CONSIGNE A: Sélectionnez chaque ligne de la liste contenant le mot « instance », en respectant la casse.
---- EXTRAIT FOURNI
Rappelons que ce contrat de processing avec le suisse Vitol est signé. Maintenant une question central va se poser sur cette précipitation de sauter sur une occasion et reconnaissons le, un bon prix d’achat, à près de 580 millions d’euros, c’est certainement une bonne affaire. Est-ce que la commission européenne va permettre à Sonatrach de s’intégrer dans la commercialisation des produits pétroliers dans son territoire? Il est vrai qu’au moment de la signature, Sonatrach est couverte par un contrat d’enlèvement qui la couvre pendant 10 ans d’accompagnement par la filiale Esso mais depuis le mardi dernier, la situation a complètement changé. Pourquoi ?
--------
CONSIGNE B: Veuillez mettre à jour le passage de l'extrait fourni, de « Rappelons que ce » à « complètement changé. Pourquoi ? », en remplaçant « contrat » par « accord ».
---- DONNÉES FOURNIES
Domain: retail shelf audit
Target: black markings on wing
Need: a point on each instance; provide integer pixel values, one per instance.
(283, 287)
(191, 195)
--------
RÉPONSE DE L'EXERCICE A:
Need: a point on each instance; provide integer pixel values, one per instance.

RÉPONSE DE L'EXERCICE B:
Rappelons que ce accord de processing avec le suisse Vitol est signé. Maintenant une question central va se poser sur cette précipitation de sauter sur une occasion et reconnaissons le, un bon prix d’achat, à près de 580 millions d’euros, c’est certainement une bonne affaire. Est-ce que la commission européenne va permettre à Sonatrach de s’intégrer dans la commercialisation des produits pétroliers dans son territoire? Il est vrai qu’au moment de la signature, Sonatrach est couverte par un accord d’enlèvement qui la couvre pendant 10 ans d’accompagnement par la filiale Esso mais depuis le mardi dernier, la situation a complètement changé. Pourquoi ?